◆ **Work to complete**:
Return each line of the records with nothing changed, pictures excepted.
— START —
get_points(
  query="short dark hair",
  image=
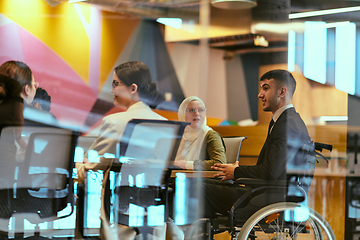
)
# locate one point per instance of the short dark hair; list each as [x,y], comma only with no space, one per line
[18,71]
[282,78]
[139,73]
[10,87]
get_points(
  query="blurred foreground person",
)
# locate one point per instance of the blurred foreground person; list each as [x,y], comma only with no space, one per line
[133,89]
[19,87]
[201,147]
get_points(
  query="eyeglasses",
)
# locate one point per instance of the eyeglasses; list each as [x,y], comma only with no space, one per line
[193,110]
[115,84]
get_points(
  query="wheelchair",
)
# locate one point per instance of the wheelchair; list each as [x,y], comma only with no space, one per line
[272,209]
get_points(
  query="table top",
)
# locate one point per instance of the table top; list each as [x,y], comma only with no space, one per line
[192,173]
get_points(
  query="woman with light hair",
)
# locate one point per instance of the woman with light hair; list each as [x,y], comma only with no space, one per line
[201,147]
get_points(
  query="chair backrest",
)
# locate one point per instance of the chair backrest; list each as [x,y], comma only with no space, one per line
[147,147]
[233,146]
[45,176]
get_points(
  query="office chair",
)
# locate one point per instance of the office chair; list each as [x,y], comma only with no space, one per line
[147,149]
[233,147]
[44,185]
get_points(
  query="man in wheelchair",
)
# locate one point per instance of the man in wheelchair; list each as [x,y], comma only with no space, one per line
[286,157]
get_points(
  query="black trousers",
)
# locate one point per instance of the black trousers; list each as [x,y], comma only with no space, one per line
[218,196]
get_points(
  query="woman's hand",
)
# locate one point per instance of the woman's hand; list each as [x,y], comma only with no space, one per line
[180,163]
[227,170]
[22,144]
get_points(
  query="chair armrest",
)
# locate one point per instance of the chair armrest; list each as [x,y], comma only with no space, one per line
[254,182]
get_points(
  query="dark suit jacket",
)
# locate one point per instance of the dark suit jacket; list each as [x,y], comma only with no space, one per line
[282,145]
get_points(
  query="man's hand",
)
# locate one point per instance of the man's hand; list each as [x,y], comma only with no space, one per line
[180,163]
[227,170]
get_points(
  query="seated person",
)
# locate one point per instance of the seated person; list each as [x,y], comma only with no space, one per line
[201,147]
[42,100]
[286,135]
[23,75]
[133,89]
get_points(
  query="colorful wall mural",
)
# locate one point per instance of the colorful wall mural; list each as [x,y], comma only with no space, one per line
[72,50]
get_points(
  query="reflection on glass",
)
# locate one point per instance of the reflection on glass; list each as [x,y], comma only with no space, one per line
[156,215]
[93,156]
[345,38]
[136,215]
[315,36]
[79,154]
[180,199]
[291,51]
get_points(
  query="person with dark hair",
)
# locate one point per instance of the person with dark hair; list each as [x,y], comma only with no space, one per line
— END —
◆ **Problem solution**:
get_points(
  query="short dark hair",
  image=
)
# locate one point per instance of the short dark hair; list each as [x,y], comma only with no space, one per line
[18,71]
[282,78]
[139,73]
[10,87]
get_points(
  query="blurred foreground person",
)
# locate one point per instance of the blurred foreground person; list each as [x,y], comma only with no space, one per line
[133,89]
[19,87]
[201,147]
get_points(
  query="eyeglasses",
)
# locate one point per instance of the eyeglasses; list each as [x,y], comma only with no space, one per line
[193,110]
[115,84]
get_points(
  query="wheelchair",
)
# locate one point per instance of the wheelchair; list each as [x,y], comma only with no space, one per line
[272,209]
get_points(
  query="table top",
)
# locate one point per instance of the table top; list each as [x,y], comma only with no space, one per line
[192,173]
get_points(
  query="woman with light hair",
)
# locate one point per instance of the woman with light hair; list each as [x,y], comma only with no space, one per line
[201,147]
get_points(
  query="chair backrest",
)
# locate one point per instance of the chair backrest; list each as [x,y], comma only with no space, one per line
[147,147]
[233,146]
[45,176]
get_points(
  query="office chair",
)
# locate one point per instance of the office chair; list each as [x,y], comma only with no space, one per line
[147,149]
[233,147]
[44,185]
get_points(
  query="man in wheelchair",
)
# locate one point per instance of the man in wheelchair; list each as [x,y], comma only with no space, one per line
[286,157]
get_points(
  query="black trousers",
)
# locate one point per instance of the black trousers; list each as [x,y], comma only with no space, one per line
[218,196]
get_points(
  query="woman's hand",
)
# locate one point per instance of the woman's hand; list each as [x,y], comma only with no space, one per line
[180,163]
[227,170]
[22,144]
get_points(
  query="chair armrest",
)
# locate one point per instance of the chair armrest; list each as [x,y], comma only with no space, one per line
[254,182]
get_points(
  query="dark suit jacket",
)
# locate one point per instance of the dark suit jacket; list each as [x,y], comma only with no space, one per line
[282,145]
get_points(
  query="man's hand",
)
# locate one point per instance of the man's hand; list each as [x,y], comma only with no space, one per line
[180,163]
[227,170]
get_points(
  query="seated person",
)
# locate one point per instance of the seated person; list each as [x,y], comma only with no space, one per line
[201,147]
[42,100]
[286,135]
[23,75]
[133,89]
get_points(
  query="colorful wall mural",
)
# locate one point per instance of the colorful wall mural; list each as [x,y], comma only with no space, one per line
[72,50]
get_points(
  query="reflection on glass",
)
# locate one point per instance of the reflection on glass; list each as [x,y], comma only with no space, one per line
[156,215]
[93,156]
[345,38]
[136,215]
[315,36]
[79,154]
[180,199]
[291,51]
get_points(
  query="person with dark hair",
)
# locate one point per instance of the person with dark hair; list each as [x,y], comma only with no space, one per line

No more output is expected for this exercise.